++++ Data shown ++++

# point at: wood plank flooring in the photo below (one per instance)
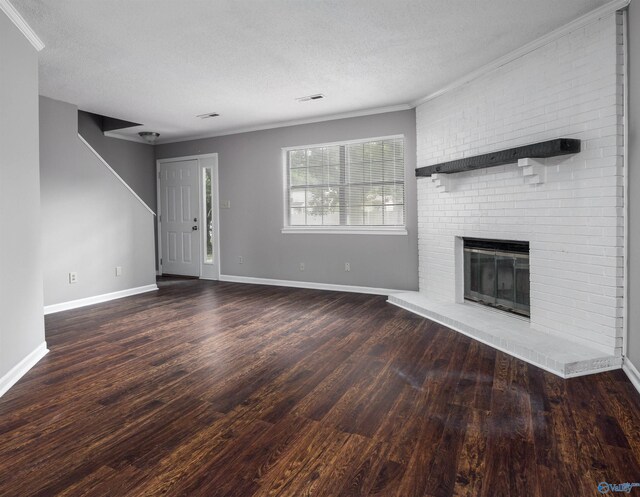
(220, 389)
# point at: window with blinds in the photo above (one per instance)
(350, 185)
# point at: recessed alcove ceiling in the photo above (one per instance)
(163, 63)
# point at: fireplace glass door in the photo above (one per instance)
(496, 274)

++++

Exercise details ::
If an entry contains a picture, omit it; restate everything else word for word.

Result of this exercise ::
# point at: wood plank flooring in the photo below (one per instance)
(220, 389)
# point at: window with blinds in the photo above (one per instance)
(350, 185)
# point at: recessed alcove ceiling in the photo above (one per instance)
(163, 63)
# point at: fireplace glass door in the photo above (one per instance)
(496, 274)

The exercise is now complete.